* _REQUIREMENT_: Copy the records word for word, starting at their first line and stopping after the line that contains "(577, 1037)".

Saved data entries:

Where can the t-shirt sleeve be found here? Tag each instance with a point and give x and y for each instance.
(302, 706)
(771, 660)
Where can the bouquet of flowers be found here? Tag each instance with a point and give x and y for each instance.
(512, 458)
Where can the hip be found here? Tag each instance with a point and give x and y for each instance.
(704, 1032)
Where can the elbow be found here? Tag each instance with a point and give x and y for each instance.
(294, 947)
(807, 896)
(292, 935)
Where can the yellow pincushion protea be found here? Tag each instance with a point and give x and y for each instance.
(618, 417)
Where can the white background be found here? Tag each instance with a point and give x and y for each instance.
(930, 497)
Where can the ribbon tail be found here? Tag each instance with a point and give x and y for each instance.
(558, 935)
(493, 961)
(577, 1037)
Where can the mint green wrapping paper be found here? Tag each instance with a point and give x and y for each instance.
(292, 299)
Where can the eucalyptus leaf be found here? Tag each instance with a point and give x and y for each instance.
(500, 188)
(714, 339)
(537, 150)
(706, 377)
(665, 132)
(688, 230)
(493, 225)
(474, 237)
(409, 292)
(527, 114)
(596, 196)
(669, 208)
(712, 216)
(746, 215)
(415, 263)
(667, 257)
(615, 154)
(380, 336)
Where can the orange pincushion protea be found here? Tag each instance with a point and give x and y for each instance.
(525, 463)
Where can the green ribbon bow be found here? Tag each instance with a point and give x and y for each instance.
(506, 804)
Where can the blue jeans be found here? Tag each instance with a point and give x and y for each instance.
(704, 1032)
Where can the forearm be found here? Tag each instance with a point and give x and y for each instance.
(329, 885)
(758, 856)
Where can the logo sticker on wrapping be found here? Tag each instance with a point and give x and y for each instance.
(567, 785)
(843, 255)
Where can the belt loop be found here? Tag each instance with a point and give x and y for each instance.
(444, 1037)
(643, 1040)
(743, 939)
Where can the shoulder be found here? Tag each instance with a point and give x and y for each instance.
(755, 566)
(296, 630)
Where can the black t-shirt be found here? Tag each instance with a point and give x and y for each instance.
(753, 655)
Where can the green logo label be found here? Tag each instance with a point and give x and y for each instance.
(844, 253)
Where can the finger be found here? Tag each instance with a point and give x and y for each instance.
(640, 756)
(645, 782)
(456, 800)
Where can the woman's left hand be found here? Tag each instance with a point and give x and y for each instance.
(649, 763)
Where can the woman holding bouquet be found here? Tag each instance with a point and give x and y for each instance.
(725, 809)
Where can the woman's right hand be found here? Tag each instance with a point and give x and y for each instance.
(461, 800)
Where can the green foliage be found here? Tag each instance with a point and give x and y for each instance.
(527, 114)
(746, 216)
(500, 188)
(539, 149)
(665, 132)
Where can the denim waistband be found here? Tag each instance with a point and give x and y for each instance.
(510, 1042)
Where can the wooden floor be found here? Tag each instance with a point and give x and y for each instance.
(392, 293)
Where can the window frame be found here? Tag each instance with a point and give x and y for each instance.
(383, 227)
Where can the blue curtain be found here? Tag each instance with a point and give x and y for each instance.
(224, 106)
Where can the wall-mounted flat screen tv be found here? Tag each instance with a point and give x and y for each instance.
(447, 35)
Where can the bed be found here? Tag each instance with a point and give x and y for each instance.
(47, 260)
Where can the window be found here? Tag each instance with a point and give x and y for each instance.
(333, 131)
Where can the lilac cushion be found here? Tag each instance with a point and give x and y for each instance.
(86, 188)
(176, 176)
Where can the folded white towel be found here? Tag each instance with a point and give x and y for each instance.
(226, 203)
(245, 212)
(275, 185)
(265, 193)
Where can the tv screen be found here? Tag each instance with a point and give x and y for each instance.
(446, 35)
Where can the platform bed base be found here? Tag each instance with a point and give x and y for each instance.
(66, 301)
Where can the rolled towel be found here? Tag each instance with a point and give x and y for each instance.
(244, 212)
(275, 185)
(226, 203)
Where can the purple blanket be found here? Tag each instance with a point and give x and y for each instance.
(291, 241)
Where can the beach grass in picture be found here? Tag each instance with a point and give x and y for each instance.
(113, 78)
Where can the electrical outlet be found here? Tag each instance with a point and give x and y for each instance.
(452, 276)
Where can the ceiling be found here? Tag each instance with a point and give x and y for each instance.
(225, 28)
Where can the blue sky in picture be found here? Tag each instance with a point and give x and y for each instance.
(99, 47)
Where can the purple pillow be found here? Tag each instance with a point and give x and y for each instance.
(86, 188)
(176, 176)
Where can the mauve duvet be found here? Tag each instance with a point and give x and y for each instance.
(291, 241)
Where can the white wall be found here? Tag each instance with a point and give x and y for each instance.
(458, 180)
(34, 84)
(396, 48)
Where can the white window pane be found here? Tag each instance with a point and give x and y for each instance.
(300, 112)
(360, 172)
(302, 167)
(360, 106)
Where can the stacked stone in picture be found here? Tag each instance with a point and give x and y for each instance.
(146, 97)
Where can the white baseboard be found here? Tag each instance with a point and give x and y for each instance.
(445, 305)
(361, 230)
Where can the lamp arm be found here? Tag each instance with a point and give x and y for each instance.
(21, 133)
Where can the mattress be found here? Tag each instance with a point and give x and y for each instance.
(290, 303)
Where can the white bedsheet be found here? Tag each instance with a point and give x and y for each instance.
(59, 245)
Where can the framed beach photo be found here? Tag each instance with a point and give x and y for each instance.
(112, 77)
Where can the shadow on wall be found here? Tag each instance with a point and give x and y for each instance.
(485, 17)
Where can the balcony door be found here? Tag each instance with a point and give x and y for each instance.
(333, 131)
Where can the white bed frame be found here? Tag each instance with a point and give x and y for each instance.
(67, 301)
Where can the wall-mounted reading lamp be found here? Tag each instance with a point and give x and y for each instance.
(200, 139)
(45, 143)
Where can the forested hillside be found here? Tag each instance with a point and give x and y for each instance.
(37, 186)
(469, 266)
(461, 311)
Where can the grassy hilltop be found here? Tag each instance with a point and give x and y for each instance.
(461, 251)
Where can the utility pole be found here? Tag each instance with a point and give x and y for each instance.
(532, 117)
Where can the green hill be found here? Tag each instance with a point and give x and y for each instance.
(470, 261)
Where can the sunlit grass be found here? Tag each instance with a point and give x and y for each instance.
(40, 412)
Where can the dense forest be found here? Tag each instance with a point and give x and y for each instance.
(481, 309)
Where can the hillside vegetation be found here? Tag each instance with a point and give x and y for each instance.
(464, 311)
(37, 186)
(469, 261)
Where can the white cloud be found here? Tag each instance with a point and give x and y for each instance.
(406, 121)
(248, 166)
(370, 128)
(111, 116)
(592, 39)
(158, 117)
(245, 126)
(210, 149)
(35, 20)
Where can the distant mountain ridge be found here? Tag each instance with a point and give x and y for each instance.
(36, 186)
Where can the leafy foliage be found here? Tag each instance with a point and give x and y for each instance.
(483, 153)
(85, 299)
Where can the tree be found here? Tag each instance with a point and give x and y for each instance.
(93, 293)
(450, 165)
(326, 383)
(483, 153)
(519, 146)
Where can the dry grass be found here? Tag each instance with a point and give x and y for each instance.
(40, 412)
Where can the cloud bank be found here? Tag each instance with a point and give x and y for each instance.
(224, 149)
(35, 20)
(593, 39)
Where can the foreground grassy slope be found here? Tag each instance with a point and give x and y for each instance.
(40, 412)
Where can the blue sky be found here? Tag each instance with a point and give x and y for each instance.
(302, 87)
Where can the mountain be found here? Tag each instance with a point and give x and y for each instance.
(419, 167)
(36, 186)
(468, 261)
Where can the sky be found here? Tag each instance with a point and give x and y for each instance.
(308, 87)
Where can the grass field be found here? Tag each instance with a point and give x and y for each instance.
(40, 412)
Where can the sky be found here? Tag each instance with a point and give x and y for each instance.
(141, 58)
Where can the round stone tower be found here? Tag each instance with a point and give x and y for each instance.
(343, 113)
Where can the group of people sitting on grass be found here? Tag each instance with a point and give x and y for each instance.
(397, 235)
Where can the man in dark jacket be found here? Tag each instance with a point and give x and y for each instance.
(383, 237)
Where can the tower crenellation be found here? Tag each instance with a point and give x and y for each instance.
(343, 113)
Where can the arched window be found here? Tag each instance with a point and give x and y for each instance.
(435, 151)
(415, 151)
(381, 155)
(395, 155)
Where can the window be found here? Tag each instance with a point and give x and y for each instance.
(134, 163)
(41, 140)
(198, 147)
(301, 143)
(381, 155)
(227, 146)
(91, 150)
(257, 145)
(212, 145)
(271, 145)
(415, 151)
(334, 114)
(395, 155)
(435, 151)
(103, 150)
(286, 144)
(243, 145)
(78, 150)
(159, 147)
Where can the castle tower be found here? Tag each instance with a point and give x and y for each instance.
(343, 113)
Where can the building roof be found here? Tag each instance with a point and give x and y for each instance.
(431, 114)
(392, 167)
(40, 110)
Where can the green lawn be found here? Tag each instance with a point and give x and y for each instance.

* _FINAL ANSWER_:
Where can the t-shirt sleeve be found here? Tag each instance with a point and give x and y for each instance.
(302, 706)
(771, 660)
Where can the bouquet of flowers be found here? Tag each instance with a point and give x and y for each instance.
(512, 458)
Where can the hip be found here? Tag each instance with a point and give x and y for each instance.
(704, 1032)
Where can the elbow be found here? Tag each instance with a point and give x and y for each instance.
(294, 947)
(807, 896)
(292, 935)
Where can the yellow pincushion protea be found here? Tag each instance with a point and give x and y for each instance.
(618, 417)
Where can the white background be found here? Tag each instance with a point and give x and y for each instance.
(930, 497)
Where can the ribbon tail be found here? Tag each instance with a point and give x and y for each instance.
(558, 935)
(493, 961)
(577, 1037)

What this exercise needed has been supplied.